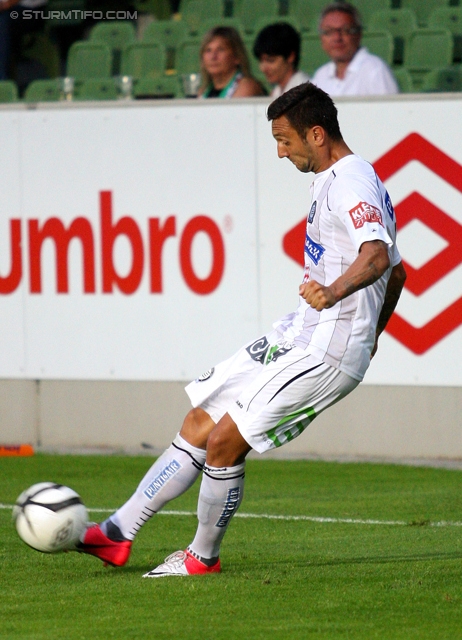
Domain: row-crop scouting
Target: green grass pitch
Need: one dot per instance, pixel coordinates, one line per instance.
---
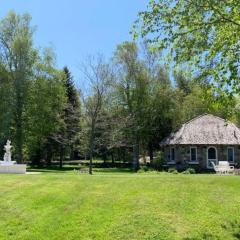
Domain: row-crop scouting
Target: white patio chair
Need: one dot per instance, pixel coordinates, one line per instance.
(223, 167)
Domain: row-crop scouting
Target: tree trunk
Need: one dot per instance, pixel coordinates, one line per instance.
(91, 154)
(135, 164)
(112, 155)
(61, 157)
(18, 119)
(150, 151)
==
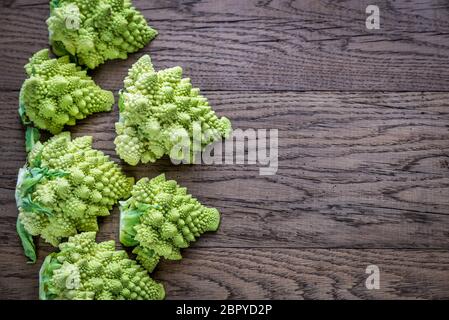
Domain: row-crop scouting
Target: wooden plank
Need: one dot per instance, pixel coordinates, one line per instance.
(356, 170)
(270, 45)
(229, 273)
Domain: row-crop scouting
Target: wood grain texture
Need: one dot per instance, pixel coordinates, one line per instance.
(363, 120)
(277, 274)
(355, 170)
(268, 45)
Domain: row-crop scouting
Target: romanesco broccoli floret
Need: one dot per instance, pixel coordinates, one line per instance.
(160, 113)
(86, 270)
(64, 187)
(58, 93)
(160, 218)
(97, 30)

■ **Exercise aim**
Gather every line in the entries above that contains the word "Target", reproducing each such line in full. Matching is case-sensitive.

■ **Result below**
Target: green grass pitch
Target: white patio chair
Target: tree trunk
Target: wooden plank
Target: wood grain texture
Target: romanesco broccoli floret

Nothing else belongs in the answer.